* _WHAT YOU WILL DO_: From the line containing "Can you find the stone castle?" to the last line of the listing, transcribe exactly and add nothing else; keep both ends and omit pictures.

* _DATA FOR PROCESSING_:

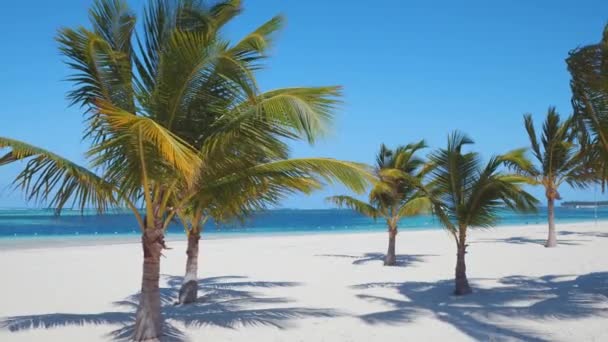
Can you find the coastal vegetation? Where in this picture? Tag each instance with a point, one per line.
(560, 160)
(467, 194)
(173, 116)
(396, 193)
(179, 129)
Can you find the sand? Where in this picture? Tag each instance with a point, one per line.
(323, 288)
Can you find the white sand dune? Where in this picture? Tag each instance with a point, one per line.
(323, 288)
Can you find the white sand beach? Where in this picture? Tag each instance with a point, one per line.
(323, 288)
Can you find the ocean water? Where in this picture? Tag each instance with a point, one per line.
(24, 224)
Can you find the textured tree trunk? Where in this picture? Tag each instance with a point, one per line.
(461, 281)
(552, 238)
(189, 290)
(391, 259)
(148, 321)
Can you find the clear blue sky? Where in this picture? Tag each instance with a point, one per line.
(410, 69)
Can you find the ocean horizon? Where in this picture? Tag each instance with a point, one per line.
(37, 223)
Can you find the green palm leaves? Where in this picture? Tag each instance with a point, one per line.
(466, 193)
(589, 84)
(396, 189)
(58, 179)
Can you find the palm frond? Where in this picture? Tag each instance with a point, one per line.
(50, 178)
(354, 204)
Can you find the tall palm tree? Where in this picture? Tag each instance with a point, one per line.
(396, 192)
(466, 194)
(588, 66)
(145, 95)
(559, 161)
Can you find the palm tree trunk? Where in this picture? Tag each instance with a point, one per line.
(461, 282)
(552, 238)
(391, 258)
(189, 290)
(148, 321)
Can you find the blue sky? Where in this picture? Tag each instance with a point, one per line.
(410, 70)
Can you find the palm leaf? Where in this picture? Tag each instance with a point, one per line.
(55, 180)
(354, 204)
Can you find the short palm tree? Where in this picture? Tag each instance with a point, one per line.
(466, 194)
(559, 161)
(396, 192)
(145, 97)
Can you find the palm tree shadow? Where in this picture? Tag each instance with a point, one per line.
(229, 302)
(482, 315)
(521, 240)
(587, 234)
(402, 260)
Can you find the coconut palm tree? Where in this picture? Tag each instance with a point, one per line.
(466, 194)
(395, 194)
(145, 95)
(559, 161)
(589, 84)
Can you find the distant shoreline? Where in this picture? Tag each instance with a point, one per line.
(8, 243)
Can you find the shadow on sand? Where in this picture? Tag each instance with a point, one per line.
(585, 234)
(521, 240)
(227, 302)
(490, 313)
(403, 260)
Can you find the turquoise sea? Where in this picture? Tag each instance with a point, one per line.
(28, 223)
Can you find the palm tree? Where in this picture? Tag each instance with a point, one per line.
(145, 95)
(465, 194)
(589, 84)
(560, 161)
(395, 194)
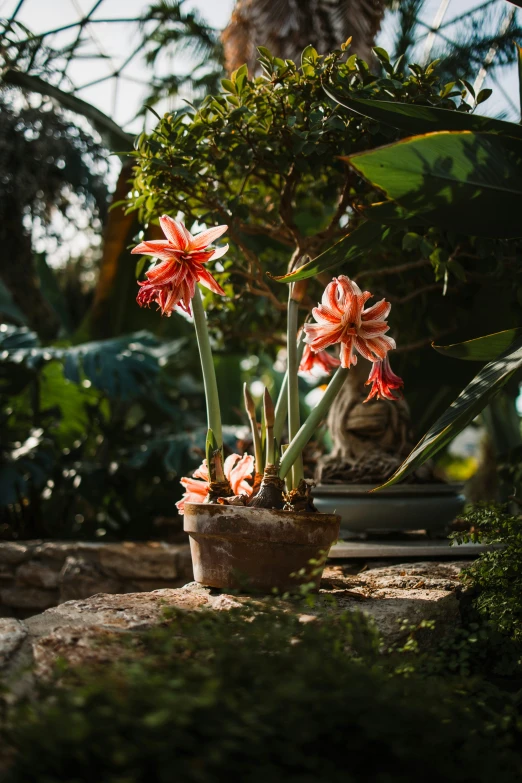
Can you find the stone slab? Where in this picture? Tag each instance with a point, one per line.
(378, 550)
(88, 630)
(12, 634)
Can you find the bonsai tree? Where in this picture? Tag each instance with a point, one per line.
(264, 156)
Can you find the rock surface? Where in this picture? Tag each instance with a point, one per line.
(82, 631)
(36, 575)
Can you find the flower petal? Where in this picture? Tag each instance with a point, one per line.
(239, 469)
(378, 311)
(205, 238)
(206, 279)
(320, 336)
(218, 253)
(174, 232)
(348, 358)
(372, 329)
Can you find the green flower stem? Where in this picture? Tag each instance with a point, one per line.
(293, 387)
(207, 366)
(282, 400)
(256, 438)
(298, 443)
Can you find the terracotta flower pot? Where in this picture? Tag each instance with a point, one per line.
(257, 548)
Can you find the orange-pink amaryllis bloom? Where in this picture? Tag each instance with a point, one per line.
(173, 281)
(342, 318)
(321, 361)
(384, 382)
(237, 470)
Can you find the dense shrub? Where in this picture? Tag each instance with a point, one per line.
(214, 697)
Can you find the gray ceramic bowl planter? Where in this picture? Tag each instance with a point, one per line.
(257, 548)
(430, 507)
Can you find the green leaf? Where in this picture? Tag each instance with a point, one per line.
(350, 247)
(228, 85)
(8, 308)
(52, 292)
(469, 87)
(477, 394)
(410, 241)
(519, 61)
(423, 119)
(483, 95)
(123, 367)
(468, 182)
(482, 349)
(382, 54)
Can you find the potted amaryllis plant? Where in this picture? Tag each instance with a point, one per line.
(251, 518)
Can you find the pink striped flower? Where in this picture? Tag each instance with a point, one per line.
(237, 469)
(321, 361)
(341, 318)
(384, 381)
(173, 281)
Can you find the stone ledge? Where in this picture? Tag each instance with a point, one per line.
(35, 575)
(87, 630)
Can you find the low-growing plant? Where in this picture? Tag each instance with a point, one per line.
(256, 697)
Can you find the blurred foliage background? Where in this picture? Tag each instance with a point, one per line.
(101, 405)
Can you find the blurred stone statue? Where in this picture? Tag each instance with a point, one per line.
(370, 440)
(285, 27)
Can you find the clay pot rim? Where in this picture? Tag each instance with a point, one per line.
(318, 516)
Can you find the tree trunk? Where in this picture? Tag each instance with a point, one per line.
(18, 272)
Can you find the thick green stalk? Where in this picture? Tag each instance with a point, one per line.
(207, 366)
(293, 387)
(256, 438)
(282, 400)
(268, 407)
(295, 449)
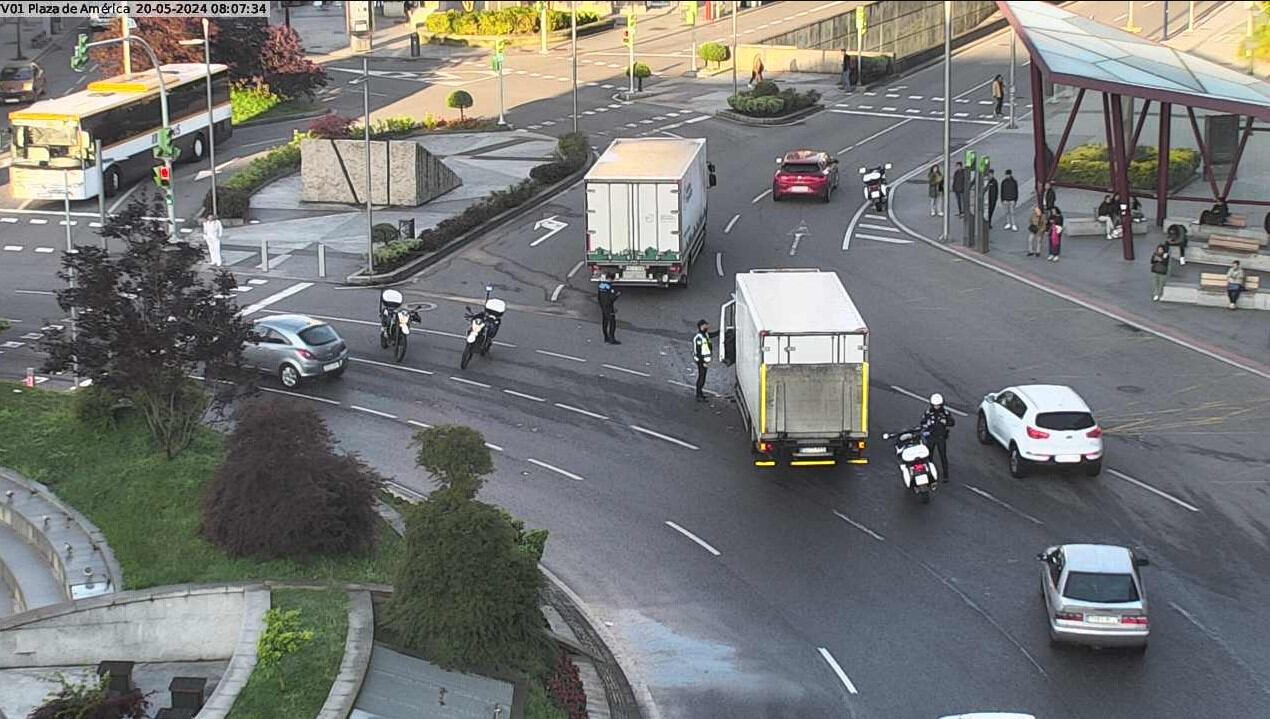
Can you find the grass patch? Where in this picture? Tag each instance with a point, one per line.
(300, 684)
(147, 506)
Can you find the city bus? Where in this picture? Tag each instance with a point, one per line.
(52, 142)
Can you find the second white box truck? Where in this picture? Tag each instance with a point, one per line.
(647, 210)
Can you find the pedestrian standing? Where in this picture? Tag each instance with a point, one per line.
(1036, 228)
(1010, 197)
(1056, 234)
(959, 189)
(935, 183)
(607, 308)
(989, 194)
(1158, 272)
(998, 93)
(701, 355)
(1235, 280)
(212, 231)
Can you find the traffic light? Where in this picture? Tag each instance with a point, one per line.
(79, 60)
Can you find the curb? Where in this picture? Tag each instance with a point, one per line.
(784, 121)
(418, 264)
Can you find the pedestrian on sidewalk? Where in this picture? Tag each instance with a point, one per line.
(607, 308)
(1036, 228)
(935, 183)
(1158, 272)
(989, 194)
(959, 189)
(212, 231)
(701, 355)
(1235, 280)
(998, 93)
(1056, 234)
(1010, 198)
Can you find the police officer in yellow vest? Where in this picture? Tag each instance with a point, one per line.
(701, 355)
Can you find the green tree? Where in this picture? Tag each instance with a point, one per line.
(456, 457)
(147, 322)
(460, 100)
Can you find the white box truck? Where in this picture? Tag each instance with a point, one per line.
(647, 210)
(800, 349)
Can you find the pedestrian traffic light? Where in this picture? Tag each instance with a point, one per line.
(79, 60)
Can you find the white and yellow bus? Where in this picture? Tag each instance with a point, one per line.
(53, 140)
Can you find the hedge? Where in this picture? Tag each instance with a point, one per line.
(573, 150)
(1090, 165)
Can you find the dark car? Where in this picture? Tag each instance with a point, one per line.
(22, 81)
(805, 173)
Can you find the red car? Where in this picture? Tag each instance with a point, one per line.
(805, 173)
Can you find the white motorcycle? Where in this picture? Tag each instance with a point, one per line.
(915, 464)
(876, 189)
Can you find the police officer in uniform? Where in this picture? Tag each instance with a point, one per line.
(701, 355)
(608, 313)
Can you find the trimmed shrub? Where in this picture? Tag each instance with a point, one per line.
(714, 52)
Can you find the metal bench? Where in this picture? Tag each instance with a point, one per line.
(1216, 282)
(1231, 243)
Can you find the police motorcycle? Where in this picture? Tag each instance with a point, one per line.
(395, 318)
(481, 327)
(876, 189)
(915, 463)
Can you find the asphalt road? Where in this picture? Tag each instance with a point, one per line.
(729, 590)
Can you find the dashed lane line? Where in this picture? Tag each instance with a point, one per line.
(700, 541)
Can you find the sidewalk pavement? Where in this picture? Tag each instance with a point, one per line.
(1092, 269)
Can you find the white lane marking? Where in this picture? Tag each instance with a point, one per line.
(1003, 504)
(276, 297)
(659, 436)
(1153, 490)
(879, 239)
(555, 469)
(615, 367)
(837, 670)
(387, 366)
(375, 412)
(859, 526)
(579, 410)
(875, 135)
(522, 395)
(694, 537)
(549, 353)
(920, 398)
(299, 395)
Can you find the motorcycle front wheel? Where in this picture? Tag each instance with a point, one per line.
(399, 348)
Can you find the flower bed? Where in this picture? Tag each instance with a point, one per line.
(1091, 165)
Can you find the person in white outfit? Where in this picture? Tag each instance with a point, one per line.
(212, 231)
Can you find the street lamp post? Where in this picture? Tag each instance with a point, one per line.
(211, 120)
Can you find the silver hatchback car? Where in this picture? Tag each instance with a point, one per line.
(1094, 596)
(296, 347)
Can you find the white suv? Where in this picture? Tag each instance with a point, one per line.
(1042, 424)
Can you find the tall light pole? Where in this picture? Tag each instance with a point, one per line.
(948, 114)
(211, 120)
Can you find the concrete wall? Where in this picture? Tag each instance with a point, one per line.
(174, 624)
(908, 29)
(401, 172)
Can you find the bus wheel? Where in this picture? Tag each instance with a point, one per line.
(113, 182)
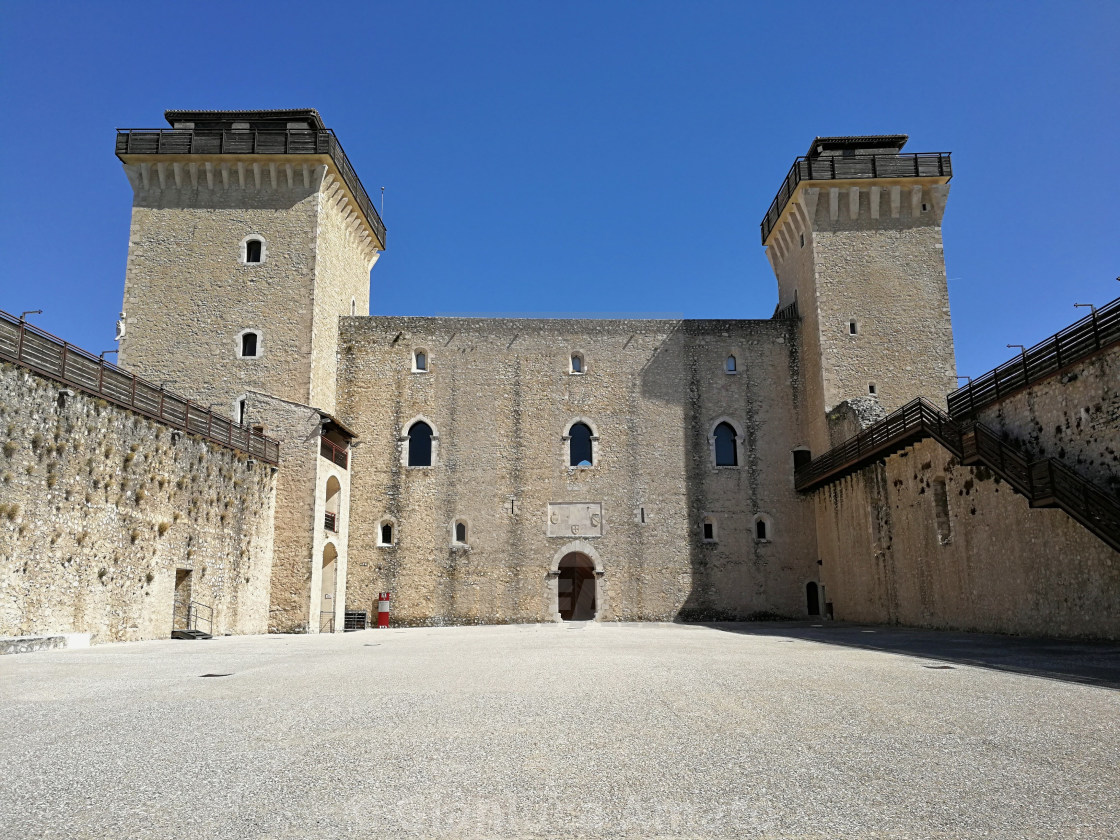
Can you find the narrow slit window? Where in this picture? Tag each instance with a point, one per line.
(579, 446)
(420, 445)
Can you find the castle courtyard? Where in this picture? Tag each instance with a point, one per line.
(566, 730)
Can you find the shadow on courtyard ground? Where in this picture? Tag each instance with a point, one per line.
(1092, 662)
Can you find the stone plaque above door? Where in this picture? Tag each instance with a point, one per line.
(575, 519)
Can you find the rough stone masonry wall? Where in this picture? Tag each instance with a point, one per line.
(1073, 417)
(188, 295)
(887, 272)
(924, 541)
(297, 428)
(889, 276)
(342, 274)
(99, 506)
(500, 395)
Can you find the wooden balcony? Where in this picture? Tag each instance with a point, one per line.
(855, 167)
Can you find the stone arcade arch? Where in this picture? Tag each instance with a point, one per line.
(576, 590)
(327, 598)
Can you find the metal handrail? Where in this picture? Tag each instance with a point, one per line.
(1045, 482)
(925, 165)
(252, 141)
(1095, 332)
(50, 356)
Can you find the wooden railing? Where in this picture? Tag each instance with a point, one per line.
(214, 141)
(1089, 335)
(1046, 483)
(915, 420)
(55, 358)
(786, 313)
(936, 165)
(330, 450)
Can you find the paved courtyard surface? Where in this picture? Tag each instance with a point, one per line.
(633, 730)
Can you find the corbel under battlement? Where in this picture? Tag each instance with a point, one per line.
(847, 203)
(190, 179)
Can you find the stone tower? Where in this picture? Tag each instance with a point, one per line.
(854, 236)
(251, 234)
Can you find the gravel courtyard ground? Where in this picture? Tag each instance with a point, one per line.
(584, 730)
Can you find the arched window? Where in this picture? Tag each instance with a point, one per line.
(579, 446)
(726, 446)
(420, 445)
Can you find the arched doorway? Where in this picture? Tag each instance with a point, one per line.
(813, 598)
(576, 588)
(327, 602)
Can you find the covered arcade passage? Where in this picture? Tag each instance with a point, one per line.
(576, 588)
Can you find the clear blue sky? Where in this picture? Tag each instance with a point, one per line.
(586, 157)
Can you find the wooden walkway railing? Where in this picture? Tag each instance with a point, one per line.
(1046, 483)
(1089, 335)
(213, 141)
(53, 357)
(332, 451)
(936, 165)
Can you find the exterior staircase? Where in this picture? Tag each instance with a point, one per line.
(1045, 482)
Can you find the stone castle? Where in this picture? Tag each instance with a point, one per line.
(492, 469)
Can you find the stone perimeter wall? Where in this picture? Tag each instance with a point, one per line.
(1073, 417)
(99, 506)
(500, 397)
(921, 540)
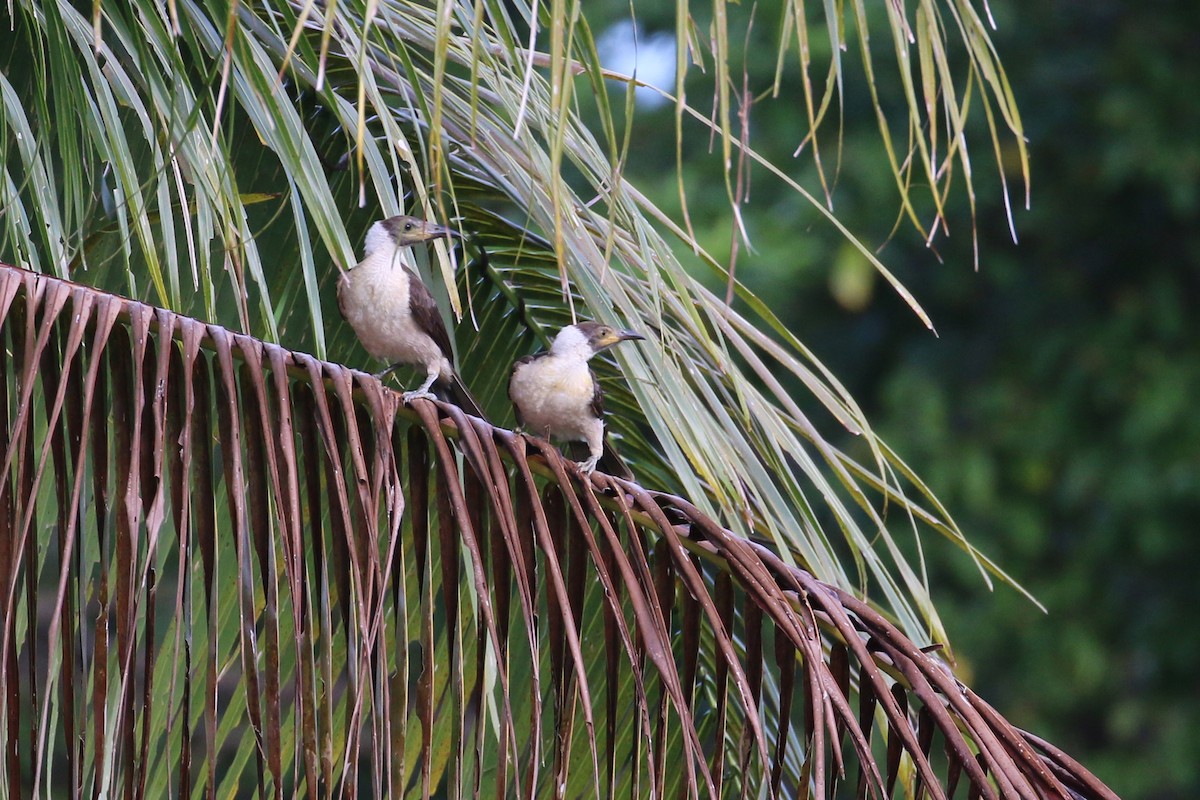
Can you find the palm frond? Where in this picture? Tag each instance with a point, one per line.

* _ANSWER TO THIS EXERCISE_:
Can you find the stone castle? Where in this picture? Tag each instance with a point, one per line.
(492, 469)
Can you find the stone perimeter wall? Where in this picture? Tag each instance with a point, one per line.
(1073, 417)
(99, 506)
(500, 397)
(921, 540)
Can you find the palm frond? Where in this picture? Tag each instance with a point, one per line.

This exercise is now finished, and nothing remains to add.